TASK DIRECTIONS: Down to the last character, transcribe every record.

STUDY MATERIAL:
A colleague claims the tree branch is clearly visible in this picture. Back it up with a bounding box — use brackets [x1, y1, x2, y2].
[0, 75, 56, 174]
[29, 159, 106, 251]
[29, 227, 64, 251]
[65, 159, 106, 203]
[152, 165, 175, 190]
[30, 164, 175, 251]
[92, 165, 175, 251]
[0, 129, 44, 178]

ANSWER BOX:
A colleague claims the tree branch is clearly visible in this picture. Back it up with a bounding box — use brackets [x1, y1, x2, y2].
[0, 75, 56, 174]
[29, 159, 106, 251]
[29, 227, 64, 251]
[65, 159, 106, 203]
[152, 165, 175, 190]
[30, 164, 175, 251]
[92, 165, 175, 251]
[0, 129, 44, 178]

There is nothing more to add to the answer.